# [Exercise goal]
A verbatim repeat of the lines below is required, with the pictures removed.

# [Records provided]
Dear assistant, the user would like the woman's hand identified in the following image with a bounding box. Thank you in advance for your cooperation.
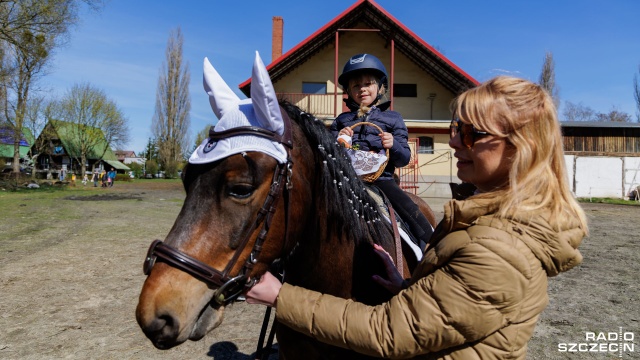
[371,244,406,295]
[339,128,354,137]
[380,132,394,149]
[244,271,282,307]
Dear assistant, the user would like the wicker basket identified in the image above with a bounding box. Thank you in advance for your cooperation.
[346,121,389,183]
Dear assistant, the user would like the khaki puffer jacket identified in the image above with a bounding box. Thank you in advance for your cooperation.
[274,197,584,359]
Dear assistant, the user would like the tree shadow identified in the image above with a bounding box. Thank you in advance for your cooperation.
[207,341,279,360]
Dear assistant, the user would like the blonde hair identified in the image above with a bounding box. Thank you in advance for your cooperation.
[346,73,386,118]
[452,76,588,233]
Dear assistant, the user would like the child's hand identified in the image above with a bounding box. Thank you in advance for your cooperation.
[339,128,354,137]
[380,132,393,149]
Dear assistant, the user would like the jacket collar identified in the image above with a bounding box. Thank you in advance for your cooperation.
[436,197,584,276]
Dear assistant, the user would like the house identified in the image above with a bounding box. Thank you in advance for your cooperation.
[238,0,478,198]
[0,126,34,171]
[115,150,145,166]
[32,120,129,178]
[232,0,639,200]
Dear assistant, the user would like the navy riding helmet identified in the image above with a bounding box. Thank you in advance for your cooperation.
[338,53,388,90]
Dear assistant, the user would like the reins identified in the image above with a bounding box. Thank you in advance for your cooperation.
[142,107,294,306]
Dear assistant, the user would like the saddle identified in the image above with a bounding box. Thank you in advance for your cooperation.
[364,185,423,263]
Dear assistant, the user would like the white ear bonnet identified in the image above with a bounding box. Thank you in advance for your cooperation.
[189,52,288,164]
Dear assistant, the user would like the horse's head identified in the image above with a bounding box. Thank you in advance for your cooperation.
[136,52,396,351]
[136,53,299,349]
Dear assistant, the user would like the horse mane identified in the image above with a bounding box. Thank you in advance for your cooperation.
[279,100,392,246]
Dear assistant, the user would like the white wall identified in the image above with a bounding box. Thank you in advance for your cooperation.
[564,155,640,199]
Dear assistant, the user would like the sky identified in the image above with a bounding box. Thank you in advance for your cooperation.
[41,0,640,152]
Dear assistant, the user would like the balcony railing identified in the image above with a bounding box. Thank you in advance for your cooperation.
[277,93,340,119]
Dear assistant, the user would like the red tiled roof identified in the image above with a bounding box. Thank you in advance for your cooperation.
[239,0,478,95]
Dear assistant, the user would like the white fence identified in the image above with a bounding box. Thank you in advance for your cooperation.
[565,155,640,199]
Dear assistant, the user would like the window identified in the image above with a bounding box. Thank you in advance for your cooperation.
[393,84,417,97]
[418,136,434,154]
[302,82,327,94]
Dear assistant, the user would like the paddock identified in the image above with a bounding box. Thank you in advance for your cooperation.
[0,180,637,359]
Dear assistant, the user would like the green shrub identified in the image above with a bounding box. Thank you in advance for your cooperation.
[128,162,143,178]
[145,160,158,178]
[163,160,179,179]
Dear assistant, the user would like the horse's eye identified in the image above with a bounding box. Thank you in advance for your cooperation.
[228,185,254,199]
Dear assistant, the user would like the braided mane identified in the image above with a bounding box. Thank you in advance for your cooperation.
[279,101,392,245]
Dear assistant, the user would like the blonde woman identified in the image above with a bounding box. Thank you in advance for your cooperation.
[246,76,587,359]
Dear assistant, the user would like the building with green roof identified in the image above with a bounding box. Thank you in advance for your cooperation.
[0,126,35,170]
[32,120,129,177]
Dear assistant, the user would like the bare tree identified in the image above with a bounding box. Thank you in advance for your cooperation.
[0,27,53,174]
[595,107,632,122]
[53,82,129,176]
[538,51,560,108]
[151,27,191,178]
[22,94,54,178]
[0,0,103,175]
[563,101,595,121]
[0,0,103,55]
[634,64,640,122]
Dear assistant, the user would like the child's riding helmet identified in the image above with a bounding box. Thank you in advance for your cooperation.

# [Task response]
Dear assistant, the user would like the woman's hand identified in the following image with a bounding box. Thank you in advance for your cooperation.
[371,244,406,295]
[339,128,354,137]
[380,132,394,149]
[244,271,282,307]
Dear assistant, the user would like the wicker basket identified in the image above with a bounding box. Thank you in advance for your cooperation.
[346,121,389,183]
Dear assistant, the user would like the khaki puffer jacket identified in the image above with a bounding box. Thank you in advance for your cooperation.
[274,197,584,359]
Dear assistant, the user would like the tree shadow identified in the image above with a bounding box. Thank you in advance for your cooperation.
[207,341,279,360]
Dear assistant, the user would like the blonde hair identified in the image above with a bounding box. Thank you in advance for your cooperation.
[346,73,386,118]
[452,76,588,233]
Dear assistant, the user would like the child's hand identified in the image above with a bounding box. Thank you in advance for your cooperation.
[339,128,354,137]
[380,132,393,149]
Dear assistant, the user would like the jacket collar identified in the image above with a bounding box. Thank you in advance for your cooperation.
[436,197,584,276]
Dear assistant, the user would like the house identified in the image above with a bounding box. Thank you in advance for your cooperation.
[238,0,478,198]
[0,126,34,171]
[115,150,145,166]
[32,120,129,178]
[232,0,639,200]
Dear assistant, the user would like the navy riding helmet identified in the image above with a bounding box. Thank you in advance for your cooperation.
[338,53,388,90]
Dear assistant, the user would like the reins identified in the image above with a bounding box. Thank you in advance for your cooperation.
[142,107,294,306]
Dear assistant, the user would like the saddle identified in the image above with a bounding box. Thank you in advance for your cooperation.
[364,185,423,263]
Dear assistant, the user would like the white ear bonnet identified in the image above with a bounding box. Thank you in advance for your cooperation.
[189,52,288,164]
Dear assistant, the user would like the horse's head identified in the image above with a bounding box. Thank you in advance for your cooperation.
[136,52,396,351]
[136,53,299,349]
Dear assistant, the user would like the horse mane identified in the image above with a bounding box. Thank you in advance for your cooperation.
[279,100,392,246]
Dear assistant, the user would like the white wall identified in the image above with a bounding box. Thank you in advance for your cooperation.
[564,155,640,199]
Dear assistant, the user would like the sky identified in the image above with a bounding box. Thank you in advance for your cooperation.
[41,0,640,152]
Dear assistant, the user would like the balcony railing identified in the image above with a bounding box. Thank you in advance for your cooperation.
[277,93,340,119]
Dear assistant, the user would like the red tiled roof identified in the image above with a bounding box. Thank you in advance for your cooperation.
[239,0,478,95]
Dear assistant, the user would like the white fence identified in the image above with a bounding box. Thank you in advance for your cooperation.
[565,155,640,199]
Dear assistant, the user would like the window identified in the image above with a bounding box. Thank you in advance for your cooperation.
[393,84,417,97]
[418,136,434,154]
[302,82,327,94]
Dear assistant, the user would like the paddock identified in the image above with a bounding box. Thank you in advance for your cooperation.
[0,180,637,359]
Dear assistant, the user would like the green shrub identified in the image above with a bounding box. Thank you in advance for your cooperation.
[128,162,143,178]
[145,160,158,178]
[163,160,179,179]
Dear assistant, the user would like the horse's eye identified in the image above with a bounding box. Thank you in advance for your cooperation.
[228,185,254,199]
Dear assistant, the user would like the braided mane identified in the image above with a bounding box. Thank you in advance for your cooperation.
[279,101,392,245]
Dear assistant, the user would like the blonde woman identified in the image above with a bounding box. Thank you in advance for your cooperation.
[246,76,587,359]
Dear assistant, the user would like the building with green roof identified in the image above with a bounding box. Thank you in advance for your cooperation.
[0,126,35,170]
[32,120,129,177]
Dear assistant, the user would like the bare tree identified in the image above with a bounding box. Thank you in advance for your cooperation.
[0,27,53,174]
[595,107,632,122]
[53,82,129,176]
[538,51,560,108]
[151,27,191,178]
[22,94,54,178]
[0,0,103,175]
[563,101,595,121]
[0,0,103,55]
[634,64,640,122]
Dear assistant, the user would like the child's riding helmet identified in the image above with a bounding box. Thank you in advance for your cooperation.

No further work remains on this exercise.